» **Work required**
In the records below, begin at the line containing "Query: quatrefoil ornament" and end at the line containing "like x=155, y=287."; quote every line in that span exactly, including both boundary lines, and no others.

[Opening Dataset section]

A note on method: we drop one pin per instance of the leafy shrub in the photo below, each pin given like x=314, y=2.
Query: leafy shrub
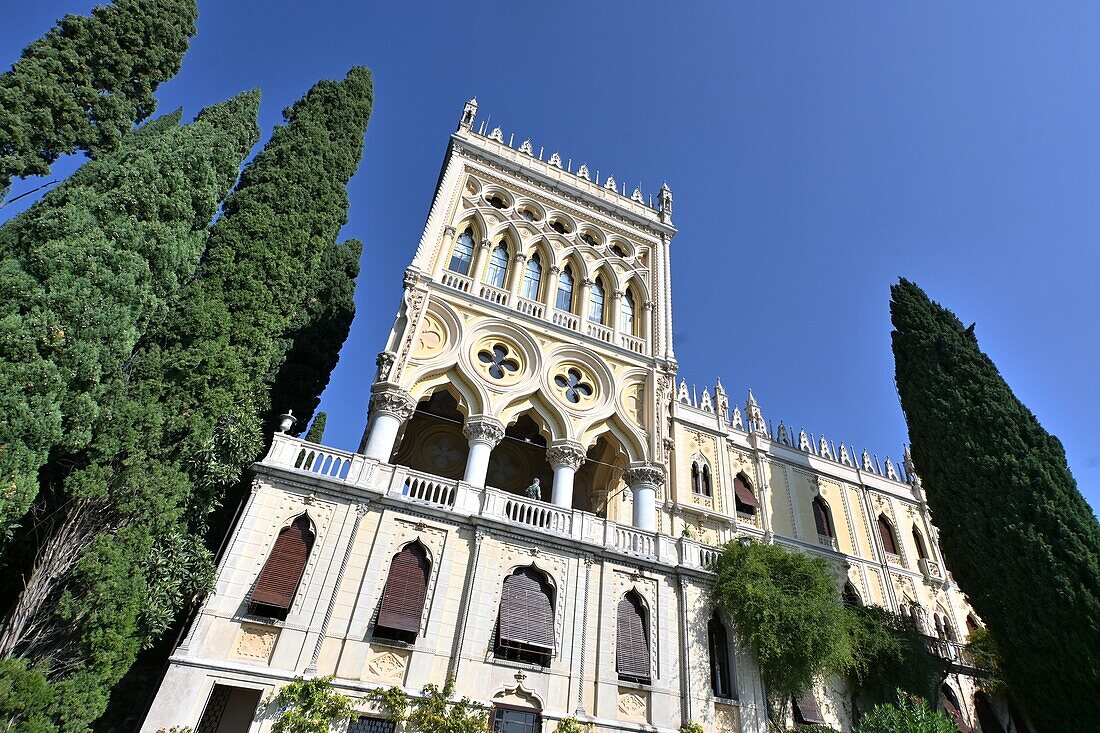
x=309, y=706
x=911, y=714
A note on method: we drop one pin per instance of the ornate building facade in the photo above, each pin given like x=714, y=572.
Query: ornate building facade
x=535, y=505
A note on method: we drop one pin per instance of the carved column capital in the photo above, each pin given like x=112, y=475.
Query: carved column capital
x=565, y=455
x=648, y=474
x=392, y=400
x=483, y=429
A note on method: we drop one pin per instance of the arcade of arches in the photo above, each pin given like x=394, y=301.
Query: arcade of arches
x=439, y=439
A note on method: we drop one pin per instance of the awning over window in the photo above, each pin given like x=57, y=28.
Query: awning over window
x=526, y=611
x=745, y=494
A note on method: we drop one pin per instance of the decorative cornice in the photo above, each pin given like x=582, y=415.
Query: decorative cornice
x=392, y=400
x=565, y=455
x=483, y=429
x=651, y=476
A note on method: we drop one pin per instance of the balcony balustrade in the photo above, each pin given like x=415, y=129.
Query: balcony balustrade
x=353, y=473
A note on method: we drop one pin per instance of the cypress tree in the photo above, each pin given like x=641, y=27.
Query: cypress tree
x=1020, y=538
x=83, y=85
x=323, y=324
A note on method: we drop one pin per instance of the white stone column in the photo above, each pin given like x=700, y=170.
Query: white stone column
x=483, y=433
x=389, y=407
x=564, y=458
x=644, y=481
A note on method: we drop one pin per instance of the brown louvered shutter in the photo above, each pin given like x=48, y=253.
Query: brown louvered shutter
x=278, y=580
x=887, y=534
x=631, y=639
x=406, y=590
x=806, y=710
x=745, y=494
x=526, y=611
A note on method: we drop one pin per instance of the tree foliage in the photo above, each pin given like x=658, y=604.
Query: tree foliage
x=1019, y=536
x=83, y=85
x=889, y=654
x=99, y=261
x=788, y=608
x=909, y=714
x=433, y=711
x=309, y=706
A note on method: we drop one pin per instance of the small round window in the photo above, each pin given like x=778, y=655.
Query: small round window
x=574, y=385
x=497, y=362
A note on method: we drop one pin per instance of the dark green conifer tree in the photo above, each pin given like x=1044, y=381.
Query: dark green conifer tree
x=83, y=85
x=323, y=324
x=88, y=269
x=1020, y=538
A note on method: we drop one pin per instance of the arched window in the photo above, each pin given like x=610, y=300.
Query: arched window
x=565, y=291
x=404, y=594
x=463, y=253
x=722, y=685
x=631, y=639
x=596, y=302
x=525, y=624
x=823, y=517
x=497, y=265
x=626, y=314
x=700, y=479
x=919, y=540
x=744, y=499
x=278, y=581
x=886, y=532
x=532, y=276
x=851, y=598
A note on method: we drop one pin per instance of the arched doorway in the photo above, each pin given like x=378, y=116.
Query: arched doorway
x=432, y=440
x=520, y=457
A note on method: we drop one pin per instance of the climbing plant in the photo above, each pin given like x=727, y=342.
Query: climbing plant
x=788, y=606
x=309, y=706
x=433, y=711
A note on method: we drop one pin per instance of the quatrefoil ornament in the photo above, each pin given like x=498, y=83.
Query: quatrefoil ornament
x=497, y=361
x=574, y=385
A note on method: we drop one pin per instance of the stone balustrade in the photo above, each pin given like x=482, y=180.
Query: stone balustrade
x=354, y=474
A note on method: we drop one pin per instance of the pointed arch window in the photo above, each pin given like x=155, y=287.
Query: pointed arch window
x=596, y=302
x=626, y=314
x=277, y=583
x=404, y=594
x=497, y=265
x=565, y=291
x=532, y=277
x=631, y=639
x=463, y=253
x=922, y=553
x=700, y=479
x=886, y=532
x=722, y=684
x=744, y=499
x=525, y=623
x=823, y=517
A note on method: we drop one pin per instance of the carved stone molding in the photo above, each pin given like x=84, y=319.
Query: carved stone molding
x=483, y=429
x=570, y=455
x=392, y=400
x=645, y=474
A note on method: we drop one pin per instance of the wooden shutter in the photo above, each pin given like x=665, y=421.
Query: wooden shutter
x=806, y=710
x=745, y=494
x=822, y=518
x=278, y=580
x=631, y=639
x=887, y=533
x=406, y=590
x=526, y=611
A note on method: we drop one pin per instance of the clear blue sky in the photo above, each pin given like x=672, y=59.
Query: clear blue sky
x=816, y=151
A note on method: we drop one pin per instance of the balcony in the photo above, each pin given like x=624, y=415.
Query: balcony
x=352, y=473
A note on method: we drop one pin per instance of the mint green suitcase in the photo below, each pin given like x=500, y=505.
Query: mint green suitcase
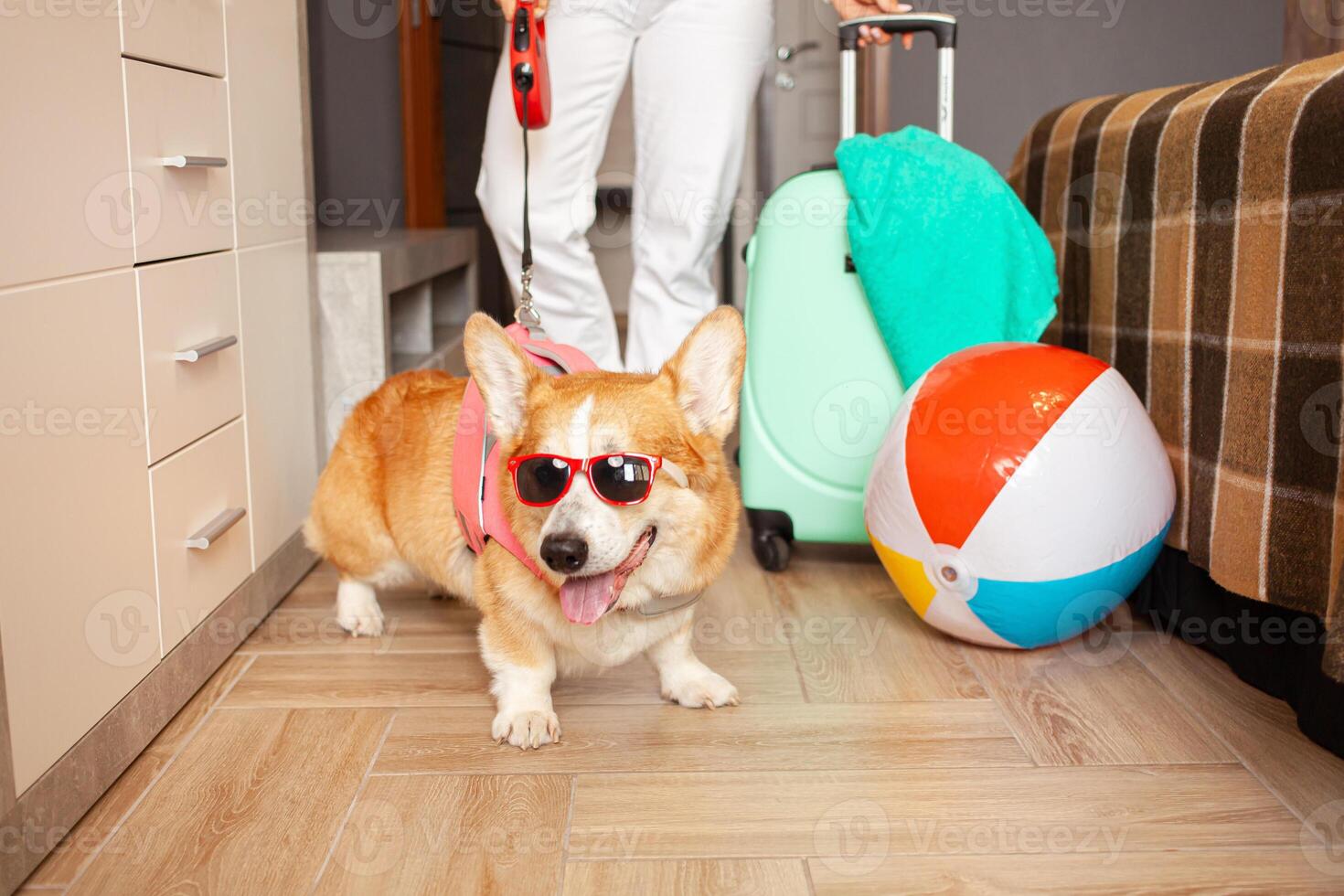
x=820, y=387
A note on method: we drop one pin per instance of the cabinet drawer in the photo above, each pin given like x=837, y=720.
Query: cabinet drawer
x=279, y=392
x=188, y=314
x=266, y=119
x=179, y=116
x=63, y=174
x=194, y=492
x=77, y=572
x=188, y=34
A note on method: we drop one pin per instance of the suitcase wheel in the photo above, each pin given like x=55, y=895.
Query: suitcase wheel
x=772, y=539
x=771, y=549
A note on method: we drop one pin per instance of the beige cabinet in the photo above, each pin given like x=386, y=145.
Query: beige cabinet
x=194, y=377
x=78, y=614
x=200, y=529
x=157, y=438
x=65, y=148
x=179, y=162
x=279, y=389
x=265, y=89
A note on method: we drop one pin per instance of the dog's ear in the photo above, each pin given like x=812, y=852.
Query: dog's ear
x=502, y=372
x=706, y=372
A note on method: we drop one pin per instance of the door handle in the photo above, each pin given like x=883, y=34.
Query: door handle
x=194, y=162
x=788, y=51
x=197, y=352
x=214, y=529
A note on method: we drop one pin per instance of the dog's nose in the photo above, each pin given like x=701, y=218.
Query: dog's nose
x=565, y=552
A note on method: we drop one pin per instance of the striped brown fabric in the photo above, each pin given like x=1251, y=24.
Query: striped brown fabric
x=1200, y=242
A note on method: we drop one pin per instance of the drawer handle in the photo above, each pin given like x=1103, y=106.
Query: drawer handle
x=211, y=531
x=197, y=352
x=194, y=162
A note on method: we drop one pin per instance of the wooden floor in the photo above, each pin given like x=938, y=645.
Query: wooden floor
x=869, y=755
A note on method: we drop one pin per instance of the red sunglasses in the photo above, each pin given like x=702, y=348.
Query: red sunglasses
x=542, y=480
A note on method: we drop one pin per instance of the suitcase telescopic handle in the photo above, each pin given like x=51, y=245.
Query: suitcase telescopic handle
x=944, y=30
x=943, y=27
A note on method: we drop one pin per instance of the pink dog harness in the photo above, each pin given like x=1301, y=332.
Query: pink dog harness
x=476, y=453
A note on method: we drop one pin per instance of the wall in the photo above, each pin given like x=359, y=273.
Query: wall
x=357, y=106
x=1017, y=60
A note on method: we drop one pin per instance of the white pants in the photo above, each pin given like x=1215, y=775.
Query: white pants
x=697, y=65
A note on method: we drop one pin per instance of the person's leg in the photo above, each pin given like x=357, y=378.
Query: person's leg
x=589, y=55
x=697, y=71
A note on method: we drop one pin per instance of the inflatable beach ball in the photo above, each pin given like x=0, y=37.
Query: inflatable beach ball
x=1020, y=495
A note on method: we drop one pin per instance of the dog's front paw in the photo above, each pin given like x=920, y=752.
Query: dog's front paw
x=357, y=610
x=366, y=620
x=526, y=729
x=707, y=689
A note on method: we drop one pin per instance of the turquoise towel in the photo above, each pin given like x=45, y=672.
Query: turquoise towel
x=948, y=255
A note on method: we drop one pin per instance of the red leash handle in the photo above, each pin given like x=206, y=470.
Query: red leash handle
x=527, y=65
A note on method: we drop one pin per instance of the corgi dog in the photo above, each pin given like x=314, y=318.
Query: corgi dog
x=617, y=491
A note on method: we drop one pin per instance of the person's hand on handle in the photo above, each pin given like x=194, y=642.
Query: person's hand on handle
x=509, y=5
x=860, y=8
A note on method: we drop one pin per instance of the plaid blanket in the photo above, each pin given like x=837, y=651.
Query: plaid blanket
x=1200, y=242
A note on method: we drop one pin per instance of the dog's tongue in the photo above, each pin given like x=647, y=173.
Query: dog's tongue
x=585, y=600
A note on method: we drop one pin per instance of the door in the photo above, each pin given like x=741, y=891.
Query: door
x=798, y=121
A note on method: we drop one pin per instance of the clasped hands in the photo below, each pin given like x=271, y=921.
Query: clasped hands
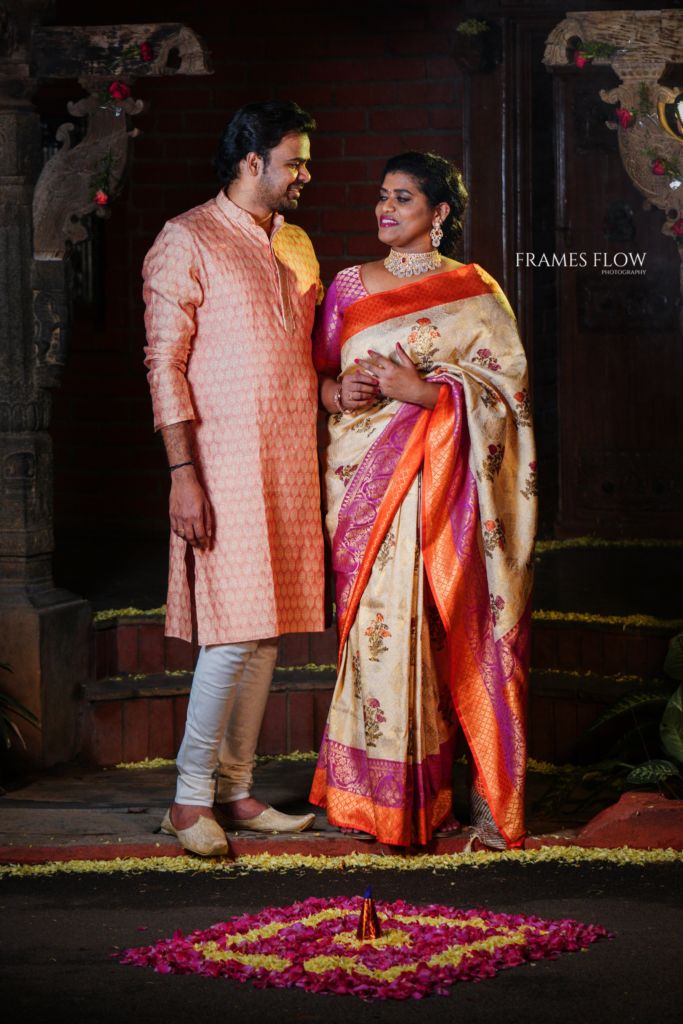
x=379, y=375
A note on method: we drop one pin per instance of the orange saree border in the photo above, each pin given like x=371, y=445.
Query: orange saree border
x=449, y=586
x=463, y=283
x=349, y=810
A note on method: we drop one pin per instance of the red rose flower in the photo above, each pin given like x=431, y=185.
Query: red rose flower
x=119, y=90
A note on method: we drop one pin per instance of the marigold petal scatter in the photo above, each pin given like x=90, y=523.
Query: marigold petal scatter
x=313, y=945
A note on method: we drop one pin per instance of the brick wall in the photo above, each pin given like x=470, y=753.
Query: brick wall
x=378, y=78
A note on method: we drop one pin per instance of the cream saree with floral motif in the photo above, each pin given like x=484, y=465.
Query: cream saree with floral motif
x=431, y=516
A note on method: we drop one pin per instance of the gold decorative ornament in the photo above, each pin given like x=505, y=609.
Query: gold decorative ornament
x=436, y=235
x=412, y=264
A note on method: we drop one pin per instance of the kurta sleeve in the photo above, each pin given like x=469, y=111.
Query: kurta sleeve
x=172, y=293
x=327, y=334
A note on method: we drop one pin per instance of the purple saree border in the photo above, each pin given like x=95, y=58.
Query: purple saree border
x=363, y=500
x=499, y=662
x=387, y=783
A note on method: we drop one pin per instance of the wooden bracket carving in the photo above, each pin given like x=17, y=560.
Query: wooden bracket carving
x=85, y=178
x=70, y=181
x=646, y=43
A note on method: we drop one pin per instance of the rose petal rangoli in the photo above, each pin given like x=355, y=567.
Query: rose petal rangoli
x=312, y=945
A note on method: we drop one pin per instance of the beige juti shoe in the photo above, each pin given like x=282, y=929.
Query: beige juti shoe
x=205, y=837
x=267, y=820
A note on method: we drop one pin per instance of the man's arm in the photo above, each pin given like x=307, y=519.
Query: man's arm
x=188, y=508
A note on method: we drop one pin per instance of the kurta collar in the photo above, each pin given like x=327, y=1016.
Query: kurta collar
x=233, y=212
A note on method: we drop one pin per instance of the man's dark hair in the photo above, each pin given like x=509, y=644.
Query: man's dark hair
x=440, y=181
x=258, y=128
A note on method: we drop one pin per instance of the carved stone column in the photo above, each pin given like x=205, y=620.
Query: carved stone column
x=44, y=631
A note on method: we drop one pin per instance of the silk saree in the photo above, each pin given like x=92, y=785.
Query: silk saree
x=431, y=518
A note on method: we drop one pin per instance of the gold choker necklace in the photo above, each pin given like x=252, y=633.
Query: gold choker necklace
x=408, y=264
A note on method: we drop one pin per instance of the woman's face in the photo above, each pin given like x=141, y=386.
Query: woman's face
x=403, y=215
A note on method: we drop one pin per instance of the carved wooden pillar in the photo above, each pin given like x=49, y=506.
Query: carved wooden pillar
x=640, y=46
x=44, y=631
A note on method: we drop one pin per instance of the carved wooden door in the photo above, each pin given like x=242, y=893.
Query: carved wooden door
x=620, y=341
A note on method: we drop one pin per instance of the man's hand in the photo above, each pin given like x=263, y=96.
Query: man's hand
x=401, y=383
x=188, y=509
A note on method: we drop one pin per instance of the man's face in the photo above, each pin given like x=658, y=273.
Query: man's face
x=285, y=175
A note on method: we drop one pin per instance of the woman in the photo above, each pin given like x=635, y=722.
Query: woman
x=430, y=486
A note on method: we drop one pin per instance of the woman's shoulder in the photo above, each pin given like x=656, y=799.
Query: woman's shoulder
x=348, y=275
x=348, y=287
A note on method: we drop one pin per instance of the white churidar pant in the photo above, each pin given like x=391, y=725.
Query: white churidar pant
x=226, y=705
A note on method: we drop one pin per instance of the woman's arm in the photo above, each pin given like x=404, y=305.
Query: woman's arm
x=401, y=383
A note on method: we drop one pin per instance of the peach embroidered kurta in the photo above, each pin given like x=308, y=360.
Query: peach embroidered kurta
x=228, y=316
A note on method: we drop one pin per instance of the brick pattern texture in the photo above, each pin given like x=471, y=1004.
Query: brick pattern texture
x=377, y=80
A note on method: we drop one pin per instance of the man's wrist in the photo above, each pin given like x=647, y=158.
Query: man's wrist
x=184, y=471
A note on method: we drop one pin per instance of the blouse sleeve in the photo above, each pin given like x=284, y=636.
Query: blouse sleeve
x=327, y=334
x=172, y=293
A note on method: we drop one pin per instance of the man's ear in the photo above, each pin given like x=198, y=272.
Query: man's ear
x=253, y=164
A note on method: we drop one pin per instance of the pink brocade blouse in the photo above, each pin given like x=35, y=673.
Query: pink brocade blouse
x=344, y=290
x=228, y=317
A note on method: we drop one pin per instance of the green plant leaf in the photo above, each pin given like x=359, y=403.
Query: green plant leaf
x=671, y=727
x=651, y=771
x=649, y=697
x=18, y=709
x=673, y=666
x=643, y=739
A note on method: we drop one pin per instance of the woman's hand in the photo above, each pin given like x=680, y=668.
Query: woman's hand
x=358, y=390
x=401, y=383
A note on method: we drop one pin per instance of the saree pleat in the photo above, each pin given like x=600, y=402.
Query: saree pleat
x=431, y=518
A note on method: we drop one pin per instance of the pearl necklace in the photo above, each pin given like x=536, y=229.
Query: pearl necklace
x=408, y=264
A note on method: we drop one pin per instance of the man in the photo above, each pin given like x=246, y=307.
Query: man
x=230, y=292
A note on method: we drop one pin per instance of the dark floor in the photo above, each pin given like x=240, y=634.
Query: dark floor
x=115, y=572
x=58, y=933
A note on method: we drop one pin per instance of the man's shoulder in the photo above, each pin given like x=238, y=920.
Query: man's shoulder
x=295, y=237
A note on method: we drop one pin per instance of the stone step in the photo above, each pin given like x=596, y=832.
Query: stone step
x=130, y=718
x=134, y=644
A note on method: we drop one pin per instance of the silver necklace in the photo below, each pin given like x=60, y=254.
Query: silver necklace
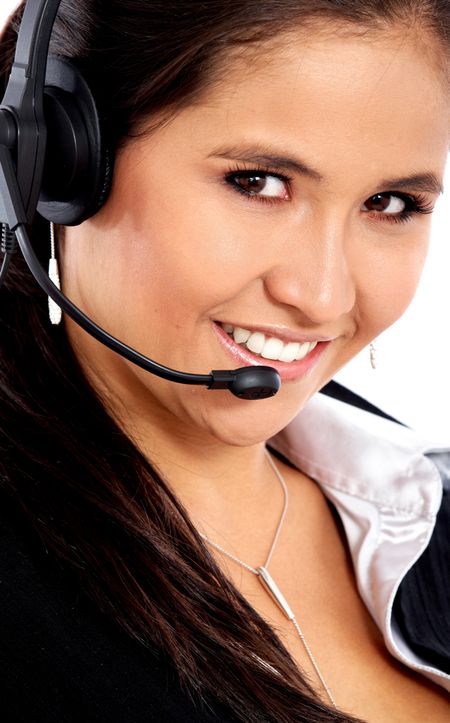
x=269, y=583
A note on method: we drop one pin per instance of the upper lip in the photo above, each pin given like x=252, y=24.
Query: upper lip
x=280, y=332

[Closing Dataset section]

» **Task output**
Query: quatrefoil ornament
x=497, y=361
x=574, y=385
A note on method: we drop one pin per instance of the stone balustrade in the photo above, each pin given like x=482, y=180.
Query: stone balustrade
x=354, y=474
A note on method: we drop one pin per instance of the pointed arch window in the photo above, each pin given like x=155, y=287.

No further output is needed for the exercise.